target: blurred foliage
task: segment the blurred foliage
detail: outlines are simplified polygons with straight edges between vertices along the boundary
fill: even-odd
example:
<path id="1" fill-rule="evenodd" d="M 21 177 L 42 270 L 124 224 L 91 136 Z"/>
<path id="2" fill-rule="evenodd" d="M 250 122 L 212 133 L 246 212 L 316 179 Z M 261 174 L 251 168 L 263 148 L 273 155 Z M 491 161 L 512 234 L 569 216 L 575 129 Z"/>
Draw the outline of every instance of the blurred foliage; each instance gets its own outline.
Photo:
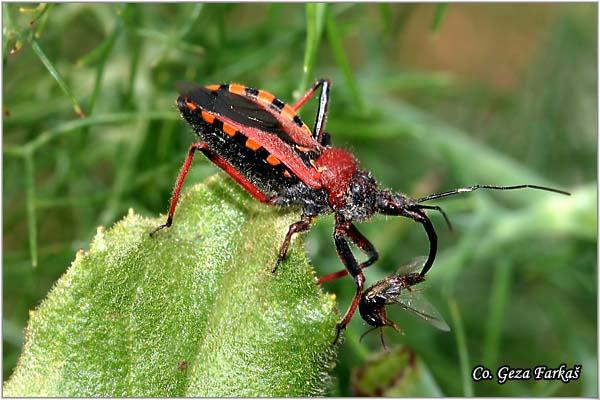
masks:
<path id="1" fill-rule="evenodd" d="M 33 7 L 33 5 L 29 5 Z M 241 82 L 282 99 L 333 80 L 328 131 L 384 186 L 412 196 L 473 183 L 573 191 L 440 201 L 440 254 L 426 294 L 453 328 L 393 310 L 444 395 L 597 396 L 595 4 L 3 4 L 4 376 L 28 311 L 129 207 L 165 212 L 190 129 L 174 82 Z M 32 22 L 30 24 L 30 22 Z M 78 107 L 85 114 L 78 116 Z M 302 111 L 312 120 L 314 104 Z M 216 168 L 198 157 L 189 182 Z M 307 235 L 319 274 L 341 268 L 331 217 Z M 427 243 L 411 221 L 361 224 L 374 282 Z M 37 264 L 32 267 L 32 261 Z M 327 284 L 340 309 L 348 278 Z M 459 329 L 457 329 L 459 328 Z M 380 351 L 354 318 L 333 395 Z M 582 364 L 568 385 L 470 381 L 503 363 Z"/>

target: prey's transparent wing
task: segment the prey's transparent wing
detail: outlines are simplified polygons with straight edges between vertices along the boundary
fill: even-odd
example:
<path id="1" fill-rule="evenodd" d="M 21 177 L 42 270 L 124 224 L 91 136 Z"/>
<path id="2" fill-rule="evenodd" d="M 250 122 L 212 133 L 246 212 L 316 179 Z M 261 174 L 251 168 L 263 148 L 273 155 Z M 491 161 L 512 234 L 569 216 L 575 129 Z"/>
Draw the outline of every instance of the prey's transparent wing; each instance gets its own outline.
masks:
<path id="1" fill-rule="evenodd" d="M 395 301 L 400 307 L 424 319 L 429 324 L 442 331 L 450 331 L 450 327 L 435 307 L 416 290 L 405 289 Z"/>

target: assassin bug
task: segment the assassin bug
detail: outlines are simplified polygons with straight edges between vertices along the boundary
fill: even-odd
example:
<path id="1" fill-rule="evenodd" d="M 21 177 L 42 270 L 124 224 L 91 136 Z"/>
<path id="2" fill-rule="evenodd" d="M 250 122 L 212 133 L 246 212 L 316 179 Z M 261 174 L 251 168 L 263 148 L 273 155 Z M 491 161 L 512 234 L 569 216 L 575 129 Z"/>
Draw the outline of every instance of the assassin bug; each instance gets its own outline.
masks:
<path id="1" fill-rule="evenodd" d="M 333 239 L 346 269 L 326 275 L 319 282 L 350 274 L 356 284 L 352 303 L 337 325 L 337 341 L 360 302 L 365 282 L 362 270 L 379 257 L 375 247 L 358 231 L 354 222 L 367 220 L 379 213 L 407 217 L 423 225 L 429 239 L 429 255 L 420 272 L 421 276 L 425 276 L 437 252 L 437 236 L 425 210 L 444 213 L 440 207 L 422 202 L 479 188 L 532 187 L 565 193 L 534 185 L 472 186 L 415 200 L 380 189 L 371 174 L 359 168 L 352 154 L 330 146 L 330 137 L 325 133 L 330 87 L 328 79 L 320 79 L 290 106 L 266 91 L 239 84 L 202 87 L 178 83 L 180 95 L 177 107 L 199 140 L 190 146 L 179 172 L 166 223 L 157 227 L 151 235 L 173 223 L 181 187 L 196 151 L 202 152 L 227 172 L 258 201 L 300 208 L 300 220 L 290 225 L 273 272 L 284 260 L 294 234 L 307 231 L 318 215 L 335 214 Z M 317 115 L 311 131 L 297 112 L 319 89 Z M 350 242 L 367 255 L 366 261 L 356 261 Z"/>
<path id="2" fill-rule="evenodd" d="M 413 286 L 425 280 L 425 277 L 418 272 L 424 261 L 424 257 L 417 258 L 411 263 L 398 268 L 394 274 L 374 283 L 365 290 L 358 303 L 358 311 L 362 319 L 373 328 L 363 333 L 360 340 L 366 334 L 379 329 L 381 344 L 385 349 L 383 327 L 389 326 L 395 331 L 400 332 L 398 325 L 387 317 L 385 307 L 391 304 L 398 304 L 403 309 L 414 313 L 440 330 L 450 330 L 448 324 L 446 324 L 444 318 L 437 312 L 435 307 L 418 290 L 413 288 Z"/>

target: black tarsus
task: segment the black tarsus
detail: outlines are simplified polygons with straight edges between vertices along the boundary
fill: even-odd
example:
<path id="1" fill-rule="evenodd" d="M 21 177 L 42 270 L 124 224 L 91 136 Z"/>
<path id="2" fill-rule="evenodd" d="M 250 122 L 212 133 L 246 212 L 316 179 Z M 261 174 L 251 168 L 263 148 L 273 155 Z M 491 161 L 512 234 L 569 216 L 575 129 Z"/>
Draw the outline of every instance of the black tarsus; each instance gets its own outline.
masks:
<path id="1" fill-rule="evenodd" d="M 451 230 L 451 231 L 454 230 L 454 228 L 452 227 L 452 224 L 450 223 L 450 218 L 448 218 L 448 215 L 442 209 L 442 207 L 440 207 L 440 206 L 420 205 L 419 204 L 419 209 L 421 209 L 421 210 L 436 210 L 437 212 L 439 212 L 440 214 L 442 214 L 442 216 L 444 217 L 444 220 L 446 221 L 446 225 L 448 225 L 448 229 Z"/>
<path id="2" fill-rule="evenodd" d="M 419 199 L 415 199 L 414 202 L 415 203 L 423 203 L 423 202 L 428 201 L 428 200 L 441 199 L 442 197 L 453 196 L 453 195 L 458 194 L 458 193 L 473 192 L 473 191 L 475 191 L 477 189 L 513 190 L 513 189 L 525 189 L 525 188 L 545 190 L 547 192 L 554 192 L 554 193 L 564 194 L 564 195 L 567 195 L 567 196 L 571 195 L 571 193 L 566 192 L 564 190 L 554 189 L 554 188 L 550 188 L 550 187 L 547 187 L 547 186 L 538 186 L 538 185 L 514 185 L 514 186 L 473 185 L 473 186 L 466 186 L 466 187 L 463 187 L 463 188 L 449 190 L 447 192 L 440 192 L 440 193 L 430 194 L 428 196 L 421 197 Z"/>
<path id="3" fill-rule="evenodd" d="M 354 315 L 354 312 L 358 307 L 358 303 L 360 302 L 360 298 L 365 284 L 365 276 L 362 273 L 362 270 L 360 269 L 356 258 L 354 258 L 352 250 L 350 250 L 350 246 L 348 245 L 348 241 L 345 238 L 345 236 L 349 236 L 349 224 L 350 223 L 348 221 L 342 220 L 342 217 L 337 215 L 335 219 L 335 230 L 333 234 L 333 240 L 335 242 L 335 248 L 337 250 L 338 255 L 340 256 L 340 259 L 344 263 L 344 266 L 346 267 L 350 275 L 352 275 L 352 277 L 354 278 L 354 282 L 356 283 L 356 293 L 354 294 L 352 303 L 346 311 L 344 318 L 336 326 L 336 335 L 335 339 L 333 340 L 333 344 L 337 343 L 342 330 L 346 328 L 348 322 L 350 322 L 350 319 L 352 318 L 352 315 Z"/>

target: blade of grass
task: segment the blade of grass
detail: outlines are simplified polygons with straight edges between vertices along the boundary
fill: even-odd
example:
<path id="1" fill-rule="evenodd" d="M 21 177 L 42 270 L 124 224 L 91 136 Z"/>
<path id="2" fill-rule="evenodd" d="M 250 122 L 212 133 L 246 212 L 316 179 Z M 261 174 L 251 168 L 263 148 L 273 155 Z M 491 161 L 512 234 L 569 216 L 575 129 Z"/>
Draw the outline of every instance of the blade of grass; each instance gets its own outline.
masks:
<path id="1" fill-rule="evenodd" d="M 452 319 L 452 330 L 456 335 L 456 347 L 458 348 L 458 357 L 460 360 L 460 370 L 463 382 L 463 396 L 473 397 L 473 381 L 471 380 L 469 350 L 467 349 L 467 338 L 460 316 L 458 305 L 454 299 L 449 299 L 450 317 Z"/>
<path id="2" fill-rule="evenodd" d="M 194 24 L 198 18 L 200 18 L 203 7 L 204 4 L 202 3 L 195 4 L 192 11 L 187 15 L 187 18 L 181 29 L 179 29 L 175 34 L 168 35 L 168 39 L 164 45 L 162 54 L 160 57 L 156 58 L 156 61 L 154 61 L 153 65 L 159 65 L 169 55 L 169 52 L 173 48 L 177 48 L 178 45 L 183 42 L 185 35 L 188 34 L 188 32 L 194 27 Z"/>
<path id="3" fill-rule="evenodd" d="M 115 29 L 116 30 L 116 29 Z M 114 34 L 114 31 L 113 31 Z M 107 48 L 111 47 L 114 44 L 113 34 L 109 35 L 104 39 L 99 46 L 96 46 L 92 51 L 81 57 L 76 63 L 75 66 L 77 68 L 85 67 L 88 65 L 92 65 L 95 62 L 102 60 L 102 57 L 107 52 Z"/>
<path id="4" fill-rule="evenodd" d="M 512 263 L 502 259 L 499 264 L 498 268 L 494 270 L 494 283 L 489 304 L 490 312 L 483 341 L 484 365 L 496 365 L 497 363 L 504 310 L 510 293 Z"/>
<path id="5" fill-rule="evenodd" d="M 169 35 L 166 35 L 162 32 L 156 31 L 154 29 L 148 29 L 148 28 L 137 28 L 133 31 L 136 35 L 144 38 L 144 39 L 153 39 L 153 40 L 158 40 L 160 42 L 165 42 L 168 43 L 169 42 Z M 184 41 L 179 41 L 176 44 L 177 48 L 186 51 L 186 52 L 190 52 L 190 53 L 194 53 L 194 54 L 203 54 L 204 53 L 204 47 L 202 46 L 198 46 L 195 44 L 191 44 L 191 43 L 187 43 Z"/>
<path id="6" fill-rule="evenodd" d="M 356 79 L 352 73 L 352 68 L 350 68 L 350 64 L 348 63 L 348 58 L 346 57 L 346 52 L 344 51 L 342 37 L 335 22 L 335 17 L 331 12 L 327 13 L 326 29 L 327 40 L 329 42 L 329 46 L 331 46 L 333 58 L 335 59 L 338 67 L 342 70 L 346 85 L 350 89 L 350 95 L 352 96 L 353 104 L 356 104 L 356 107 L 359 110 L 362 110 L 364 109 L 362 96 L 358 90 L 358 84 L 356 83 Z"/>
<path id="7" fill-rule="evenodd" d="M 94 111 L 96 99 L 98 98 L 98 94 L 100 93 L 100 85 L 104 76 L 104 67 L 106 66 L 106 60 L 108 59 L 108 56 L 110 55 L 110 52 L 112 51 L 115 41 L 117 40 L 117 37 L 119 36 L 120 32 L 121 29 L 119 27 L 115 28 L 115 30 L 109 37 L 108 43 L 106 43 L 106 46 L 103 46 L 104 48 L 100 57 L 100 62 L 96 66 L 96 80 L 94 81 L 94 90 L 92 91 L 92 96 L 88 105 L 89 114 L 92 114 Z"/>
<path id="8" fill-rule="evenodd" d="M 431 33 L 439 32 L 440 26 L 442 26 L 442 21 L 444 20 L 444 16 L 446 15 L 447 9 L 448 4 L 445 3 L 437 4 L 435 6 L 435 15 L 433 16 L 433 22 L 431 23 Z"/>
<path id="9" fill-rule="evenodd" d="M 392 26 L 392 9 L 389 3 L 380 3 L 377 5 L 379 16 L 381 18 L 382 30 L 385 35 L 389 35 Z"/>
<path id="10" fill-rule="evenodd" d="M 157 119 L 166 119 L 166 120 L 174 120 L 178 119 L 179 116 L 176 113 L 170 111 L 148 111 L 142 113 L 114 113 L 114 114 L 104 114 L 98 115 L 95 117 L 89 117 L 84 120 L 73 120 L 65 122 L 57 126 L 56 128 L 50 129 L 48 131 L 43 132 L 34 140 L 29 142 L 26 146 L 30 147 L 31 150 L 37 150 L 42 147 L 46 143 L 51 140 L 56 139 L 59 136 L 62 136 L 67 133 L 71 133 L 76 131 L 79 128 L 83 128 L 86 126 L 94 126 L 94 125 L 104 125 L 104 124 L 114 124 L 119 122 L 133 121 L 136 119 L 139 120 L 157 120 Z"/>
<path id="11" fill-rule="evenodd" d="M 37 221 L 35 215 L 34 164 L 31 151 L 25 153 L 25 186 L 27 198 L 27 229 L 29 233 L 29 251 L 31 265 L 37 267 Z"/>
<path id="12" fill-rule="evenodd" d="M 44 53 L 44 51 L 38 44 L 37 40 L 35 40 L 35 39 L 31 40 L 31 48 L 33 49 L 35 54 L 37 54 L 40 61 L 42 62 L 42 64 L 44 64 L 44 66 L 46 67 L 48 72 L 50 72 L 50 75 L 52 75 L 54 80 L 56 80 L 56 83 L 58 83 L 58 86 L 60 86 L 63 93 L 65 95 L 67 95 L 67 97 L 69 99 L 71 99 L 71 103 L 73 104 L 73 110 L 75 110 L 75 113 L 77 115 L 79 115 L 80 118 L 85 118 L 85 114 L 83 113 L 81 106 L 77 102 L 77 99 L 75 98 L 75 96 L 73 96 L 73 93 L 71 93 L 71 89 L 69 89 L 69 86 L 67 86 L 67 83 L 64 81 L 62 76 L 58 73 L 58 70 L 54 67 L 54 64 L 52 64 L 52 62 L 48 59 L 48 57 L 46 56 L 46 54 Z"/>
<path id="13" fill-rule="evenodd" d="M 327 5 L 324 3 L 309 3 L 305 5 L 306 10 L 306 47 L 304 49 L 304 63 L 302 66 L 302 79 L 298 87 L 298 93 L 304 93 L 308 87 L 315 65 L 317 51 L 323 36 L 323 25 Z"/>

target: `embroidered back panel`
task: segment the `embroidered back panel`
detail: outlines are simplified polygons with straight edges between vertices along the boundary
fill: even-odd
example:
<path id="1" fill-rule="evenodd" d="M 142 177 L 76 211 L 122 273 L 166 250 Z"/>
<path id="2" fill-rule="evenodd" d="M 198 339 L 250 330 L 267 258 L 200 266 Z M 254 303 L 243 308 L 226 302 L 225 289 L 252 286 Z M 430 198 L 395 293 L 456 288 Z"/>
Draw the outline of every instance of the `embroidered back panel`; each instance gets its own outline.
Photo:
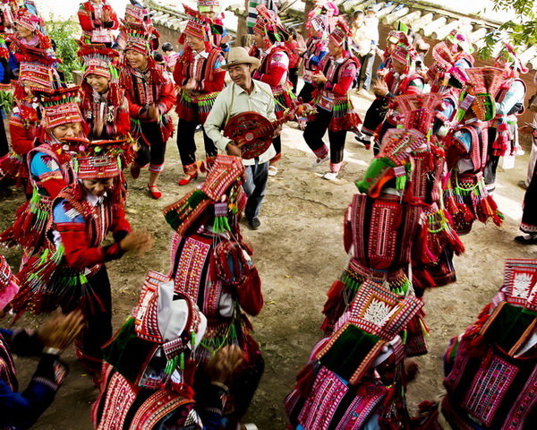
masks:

Aim of the exercise: Please copy out every line of the rows above that contains the word "blade".

Solution to the exercise:
target: blade of grass
task: segment the blade of grass
Draw the outline of every instance of the blade of grass; each instance gets its own outline.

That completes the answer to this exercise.